**Task description**
Every line from the one with "One point belongs on each instance of the green leaf." through the end of the records below should be restated word for word, and nothing outside that span.

**Data for processing**
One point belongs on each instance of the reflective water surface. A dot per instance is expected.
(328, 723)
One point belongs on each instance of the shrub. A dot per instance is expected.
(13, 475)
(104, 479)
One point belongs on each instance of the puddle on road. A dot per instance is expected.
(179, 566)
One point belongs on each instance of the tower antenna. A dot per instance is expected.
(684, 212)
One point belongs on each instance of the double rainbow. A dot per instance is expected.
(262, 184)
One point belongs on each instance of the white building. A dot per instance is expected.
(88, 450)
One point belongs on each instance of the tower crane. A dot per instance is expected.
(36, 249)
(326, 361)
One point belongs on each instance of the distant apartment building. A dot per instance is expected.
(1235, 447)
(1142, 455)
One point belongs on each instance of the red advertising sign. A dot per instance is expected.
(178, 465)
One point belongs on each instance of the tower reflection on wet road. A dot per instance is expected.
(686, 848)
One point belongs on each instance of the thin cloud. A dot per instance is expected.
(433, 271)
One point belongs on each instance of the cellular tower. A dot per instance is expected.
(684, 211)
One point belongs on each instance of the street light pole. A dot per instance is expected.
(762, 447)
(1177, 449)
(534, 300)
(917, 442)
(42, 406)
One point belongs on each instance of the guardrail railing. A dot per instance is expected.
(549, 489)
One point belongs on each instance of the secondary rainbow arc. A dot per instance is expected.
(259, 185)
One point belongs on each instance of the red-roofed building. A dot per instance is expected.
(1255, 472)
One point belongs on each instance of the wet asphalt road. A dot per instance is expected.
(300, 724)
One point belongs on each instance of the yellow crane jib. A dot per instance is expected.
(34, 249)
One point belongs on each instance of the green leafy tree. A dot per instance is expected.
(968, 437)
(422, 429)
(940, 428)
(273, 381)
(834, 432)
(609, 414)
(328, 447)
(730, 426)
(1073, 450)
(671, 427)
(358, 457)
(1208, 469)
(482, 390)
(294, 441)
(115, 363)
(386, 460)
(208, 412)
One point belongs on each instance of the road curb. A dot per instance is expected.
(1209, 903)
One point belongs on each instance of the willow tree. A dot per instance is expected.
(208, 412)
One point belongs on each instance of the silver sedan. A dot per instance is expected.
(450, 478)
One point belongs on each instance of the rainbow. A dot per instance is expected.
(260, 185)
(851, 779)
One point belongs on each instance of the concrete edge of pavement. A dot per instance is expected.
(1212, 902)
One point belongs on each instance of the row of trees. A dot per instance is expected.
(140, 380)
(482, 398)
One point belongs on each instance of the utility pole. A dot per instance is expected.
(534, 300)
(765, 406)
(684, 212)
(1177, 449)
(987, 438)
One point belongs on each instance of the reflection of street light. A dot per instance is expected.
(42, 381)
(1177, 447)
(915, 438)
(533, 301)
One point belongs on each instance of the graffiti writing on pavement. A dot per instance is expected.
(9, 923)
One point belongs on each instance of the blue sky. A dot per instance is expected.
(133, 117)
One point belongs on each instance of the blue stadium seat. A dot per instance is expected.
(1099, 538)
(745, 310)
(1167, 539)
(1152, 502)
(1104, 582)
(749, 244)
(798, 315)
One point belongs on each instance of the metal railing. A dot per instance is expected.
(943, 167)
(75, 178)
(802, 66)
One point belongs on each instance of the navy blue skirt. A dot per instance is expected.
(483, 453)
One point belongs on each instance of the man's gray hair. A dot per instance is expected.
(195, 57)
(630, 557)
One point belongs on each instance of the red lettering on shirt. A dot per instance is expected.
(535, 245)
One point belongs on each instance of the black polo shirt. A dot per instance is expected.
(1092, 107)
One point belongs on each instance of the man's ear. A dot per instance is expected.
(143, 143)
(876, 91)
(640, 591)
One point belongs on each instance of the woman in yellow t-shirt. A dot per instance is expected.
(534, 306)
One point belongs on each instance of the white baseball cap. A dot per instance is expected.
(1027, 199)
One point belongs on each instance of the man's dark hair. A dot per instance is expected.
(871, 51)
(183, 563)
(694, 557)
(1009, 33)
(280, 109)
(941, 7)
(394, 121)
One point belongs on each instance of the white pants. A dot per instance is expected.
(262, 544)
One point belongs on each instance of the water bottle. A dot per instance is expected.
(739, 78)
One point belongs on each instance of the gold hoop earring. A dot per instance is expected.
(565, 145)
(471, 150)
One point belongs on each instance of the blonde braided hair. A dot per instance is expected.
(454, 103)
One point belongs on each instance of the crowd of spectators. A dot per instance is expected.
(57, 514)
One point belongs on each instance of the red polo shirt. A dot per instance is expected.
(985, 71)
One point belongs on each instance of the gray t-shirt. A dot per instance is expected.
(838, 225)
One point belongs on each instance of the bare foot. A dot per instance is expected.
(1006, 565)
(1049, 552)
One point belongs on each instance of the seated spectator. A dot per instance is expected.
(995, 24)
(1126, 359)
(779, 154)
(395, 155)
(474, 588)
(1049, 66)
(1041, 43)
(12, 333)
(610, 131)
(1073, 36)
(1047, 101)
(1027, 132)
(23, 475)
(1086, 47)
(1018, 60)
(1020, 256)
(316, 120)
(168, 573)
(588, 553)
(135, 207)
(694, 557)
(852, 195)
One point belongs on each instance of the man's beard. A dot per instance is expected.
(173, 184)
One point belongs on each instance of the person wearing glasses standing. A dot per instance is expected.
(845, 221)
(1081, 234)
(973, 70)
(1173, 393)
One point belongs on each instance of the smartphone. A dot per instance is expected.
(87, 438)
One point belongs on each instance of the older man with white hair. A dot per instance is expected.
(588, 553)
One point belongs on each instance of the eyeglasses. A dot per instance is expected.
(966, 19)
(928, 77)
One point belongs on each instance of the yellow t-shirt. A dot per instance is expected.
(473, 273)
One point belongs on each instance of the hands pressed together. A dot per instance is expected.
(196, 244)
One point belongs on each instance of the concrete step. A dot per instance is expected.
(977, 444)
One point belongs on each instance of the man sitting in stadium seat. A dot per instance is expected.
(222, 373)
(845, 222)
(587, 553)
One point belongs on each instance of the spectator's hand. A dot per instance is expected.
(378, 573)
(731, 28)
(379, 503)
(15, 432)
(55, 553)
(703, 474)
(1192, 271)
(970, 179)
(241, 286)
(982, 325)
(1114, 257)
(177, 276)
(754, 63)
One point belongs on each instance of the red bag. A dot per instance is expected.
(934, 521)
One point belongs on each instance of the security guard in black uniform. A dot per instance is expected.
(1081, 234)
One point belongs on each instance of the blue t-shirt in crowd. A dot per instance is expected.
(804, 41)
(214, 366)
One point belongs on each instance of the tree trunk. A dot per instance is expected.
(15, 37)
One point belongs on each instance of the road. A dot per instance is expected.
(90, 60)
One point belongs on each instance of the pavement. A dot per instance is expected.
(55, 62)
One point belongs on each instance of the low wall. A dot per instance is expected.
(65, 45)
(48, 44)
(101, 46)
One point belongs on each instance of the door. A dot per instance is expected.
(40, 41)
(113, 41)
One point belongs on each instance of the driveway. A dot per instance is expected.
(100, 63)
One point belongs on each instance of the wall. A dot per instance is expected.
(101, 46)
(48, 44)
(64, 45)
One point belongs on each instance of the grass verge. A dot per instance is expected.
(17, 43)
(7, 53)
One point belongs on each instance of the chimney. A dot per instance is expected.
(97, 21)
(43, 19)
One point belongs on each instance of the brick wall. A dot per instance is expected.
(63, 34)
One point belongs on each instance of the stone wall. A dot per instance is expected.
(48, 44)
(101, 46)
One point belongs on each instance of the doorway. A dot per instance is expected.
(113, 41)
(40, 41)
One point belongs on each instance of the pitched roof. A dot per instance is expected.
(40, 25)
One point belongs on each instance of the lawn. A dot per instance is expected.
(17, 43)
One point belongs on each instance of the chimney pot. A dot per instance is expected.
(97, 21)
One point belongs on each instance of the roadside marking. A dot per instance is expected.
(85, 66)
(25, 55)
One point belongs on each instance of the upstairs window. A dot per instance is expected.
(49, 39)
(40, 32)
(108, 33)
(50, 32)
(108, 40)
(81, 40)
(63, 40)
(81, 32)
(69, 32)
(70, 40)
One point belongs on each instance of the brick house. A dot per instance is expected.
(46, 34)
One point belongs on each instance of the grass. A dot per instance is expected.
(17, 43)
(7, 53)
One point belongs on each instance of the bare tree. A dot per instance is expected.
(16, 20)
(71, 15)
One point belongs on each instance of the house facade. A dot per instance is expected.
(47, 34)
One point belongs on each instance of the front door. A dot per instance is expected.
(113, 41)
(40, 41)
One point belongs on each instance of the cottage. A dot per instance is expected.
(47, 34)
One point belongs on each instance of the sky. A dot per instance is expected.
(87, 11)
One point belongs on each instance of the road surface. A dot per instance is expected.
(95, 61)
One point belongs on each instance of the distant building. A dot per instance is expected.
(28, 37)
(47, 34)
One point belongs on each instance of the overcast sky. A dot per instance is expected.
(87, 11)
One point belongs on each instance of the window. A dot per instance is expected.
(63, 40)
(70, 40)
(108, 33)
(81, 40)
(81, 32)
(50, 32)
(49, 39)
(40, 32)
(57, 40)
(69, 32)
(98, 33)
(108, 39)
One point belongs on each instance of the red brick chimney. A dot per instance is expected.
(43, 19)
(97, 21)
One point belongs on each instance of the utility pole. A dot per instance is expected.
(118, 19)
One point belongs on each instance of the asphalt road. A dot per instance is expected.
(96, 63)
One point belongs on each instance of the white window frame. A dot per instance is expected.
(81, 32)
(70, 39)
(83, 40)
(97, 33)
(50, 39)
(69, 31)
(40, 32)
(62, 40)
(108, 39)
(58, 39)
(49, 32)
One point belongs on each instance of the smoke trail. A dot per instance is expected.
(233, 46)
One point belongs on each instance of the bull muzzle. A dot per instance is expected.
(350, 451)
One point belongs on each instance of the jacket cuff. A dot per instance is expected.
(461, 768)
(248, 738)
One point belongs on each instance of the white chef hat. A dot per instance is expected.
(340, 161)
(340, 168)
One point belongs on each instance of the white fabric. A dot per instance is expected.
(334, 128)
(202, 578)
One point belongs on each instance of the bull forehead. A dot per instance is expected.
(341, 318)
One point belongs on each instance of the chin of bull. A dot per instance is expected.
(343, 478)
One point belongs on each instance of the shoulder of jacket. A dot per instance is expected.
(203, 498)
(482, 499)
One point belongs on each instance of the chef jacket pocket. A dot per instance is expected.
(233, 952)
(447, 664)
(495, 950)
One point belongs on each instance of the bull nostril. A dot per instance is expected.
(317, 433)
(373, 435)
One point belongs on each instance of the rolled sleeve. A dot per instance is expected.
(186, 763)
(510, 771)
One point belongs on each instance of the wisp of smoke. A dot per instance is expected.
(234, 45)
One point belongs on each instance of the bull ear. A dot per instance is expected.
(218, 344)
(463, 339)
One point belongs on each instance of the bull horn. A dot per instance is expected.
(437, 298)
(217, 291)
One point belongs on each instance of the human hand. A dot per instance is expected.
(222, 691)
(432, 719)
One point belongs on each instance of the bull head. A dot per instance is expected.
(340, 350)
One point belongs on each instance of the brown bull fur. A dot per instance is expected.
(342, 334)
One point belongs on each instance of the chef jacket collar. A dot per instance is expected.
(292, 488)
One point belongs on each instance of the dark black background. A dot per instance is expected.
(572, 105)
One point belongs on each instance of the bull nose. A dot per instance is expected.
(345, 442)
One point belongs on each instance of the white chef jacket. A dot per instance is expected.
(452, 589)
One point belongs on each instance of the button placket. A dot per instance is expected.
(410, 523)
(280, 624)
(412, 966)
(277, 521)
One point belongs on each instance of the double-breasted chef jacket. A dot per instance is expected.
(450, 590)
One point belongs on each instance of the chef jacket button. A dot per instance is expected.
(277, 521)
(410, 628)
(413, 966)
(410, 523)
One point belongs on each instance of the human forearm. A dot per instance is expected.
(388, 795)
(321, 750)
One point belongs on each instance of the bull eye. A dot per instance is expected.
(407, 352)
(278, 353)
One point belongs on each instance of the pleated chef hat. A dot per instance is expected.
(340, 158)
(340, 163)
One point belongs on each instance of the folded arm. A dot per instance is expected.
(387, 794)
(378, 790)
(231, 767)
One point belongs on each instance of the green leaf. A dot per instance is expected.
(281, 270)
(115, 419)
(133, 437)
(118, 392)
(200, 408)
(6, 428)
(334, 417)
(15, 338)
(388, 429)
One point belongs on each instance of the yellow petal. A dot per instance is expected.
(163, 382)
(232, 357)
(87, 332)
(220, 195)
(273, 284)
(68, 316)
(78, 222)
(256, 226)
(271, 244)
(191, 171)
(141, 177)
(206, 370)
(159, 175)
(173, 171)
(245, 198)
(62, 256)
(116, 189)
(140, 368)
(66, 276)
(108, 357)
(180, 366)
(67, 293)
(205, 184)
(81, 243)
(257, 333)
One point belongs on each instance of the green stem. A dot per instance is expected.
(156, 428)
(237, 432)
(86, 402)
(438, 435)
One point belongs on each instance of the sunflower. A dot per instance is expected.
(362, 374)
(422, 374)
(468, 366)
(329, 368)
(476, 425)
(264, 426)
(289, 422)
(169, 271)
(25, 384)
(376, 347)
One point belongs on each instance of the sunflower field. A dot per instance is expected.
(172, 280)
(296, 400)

**Answer to this task**
One point belongs on each instance of the green leaf. A dot per instance is expected.
(281, 270)
(115, 419)
(133, 437)
(118, 392)
(200, 408)
(6, 428)
(334, 417)
(15, 338)
(388, 429)
One point belongs on each instance of the yellow petal. A dot per instance is expected.
(163, 382)
(232, 357)
(87, 332)
(220, 195)
(273, 284)
(68, 316)
(78, 222)
(256, 226)
(271, 244)
(191, 171)
(141, 177)
(206, 370)
(159, 175)
(173, 171)
(245, 198)
(62, 256)
(116, 189)
(140, 368)
(66, 276)
(108, 357)
(180, 366)
(67, 293)
(205, 184)
(81, 243)
(257, 333)
One point belongs on each instance of the green stem. A dot per instance is expected.
(156, 428)
(237, 432)
(86, 402)
(438, 435)
One point belongs on each instance of the sunflower. A dot per instance is expected.
(362, 374)
(422, 374)
(468, 366)
(329, 368)
(476, 425)
(264, 426)
(289, 422)
(169, 271)
(25, 384)
(376, 347)
One point belongs on each instance of the sunflower field. A dot per instance is expected.
(172, 280)
(296, 400)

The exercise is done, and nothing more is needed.